_Material supplied_:
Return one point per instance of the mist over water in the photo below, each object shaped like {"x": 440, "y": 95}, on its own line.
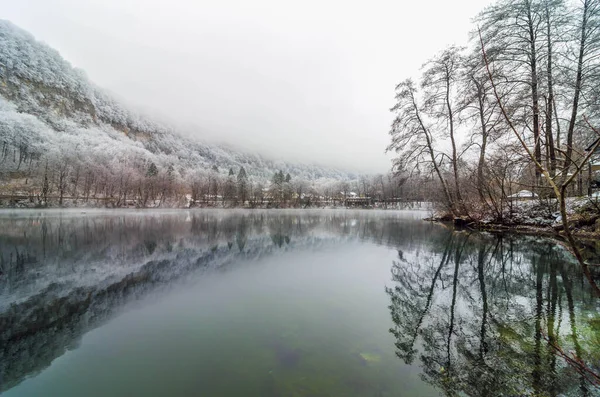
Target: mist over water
{"x": 284, "y": 303}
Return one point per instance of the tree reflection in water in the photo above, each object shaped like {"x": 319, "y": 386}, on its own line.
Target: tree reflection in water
{"x": 480, "y": 313}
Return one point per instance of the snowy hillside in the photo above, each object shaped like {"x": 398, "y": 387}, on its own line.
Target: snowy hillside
{"x": 52, "y": 115}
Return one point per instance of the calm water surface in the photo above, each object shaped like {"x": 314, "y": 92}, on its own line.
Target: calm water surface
{"x": 298, "y": 303}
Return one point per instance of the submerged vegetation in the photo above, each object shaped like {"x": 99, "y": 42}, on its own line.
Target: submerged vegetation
{"x": 472, "y": 312}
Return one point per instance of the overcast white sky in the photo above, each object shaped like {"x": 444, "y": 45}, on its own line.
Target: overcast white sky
{"x": 308, "y": 81}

_Exercise_: Revise the lines starting with the one that contains "Return one point per instance of the snowy" and going on through the end of the records, replacing "calm water surface" with "still water surface" and leaving everything else as it is. Give back only those lines.

_Result of this exercise_:
Return one point per instance of the snowy hillside in the photo above, each object shaped like {"x": 398, "y": 387}, on its own line.
Target: snowy hillside
{"x": 52, "y": 115}
Return one point per instance of the still water surface in the photo above, each object shaped like {"x": 314, "y": 92}, on its own line.
Target: still water surface
{"x": 298, "y": 303}
Return one point per instance of the submerged vegetation in the photo above, each object shaped like {"x": 99, "y": 42}, on its own line.
Target: submerged vegetation
{"x": 472, "y": 312}
Return one point per instance of the overcast white sky in the photo above, each object shaped like {"x": 444, "y": 45}, on its own line.
Target: overcast white sky
{"x": 308, "y": 81}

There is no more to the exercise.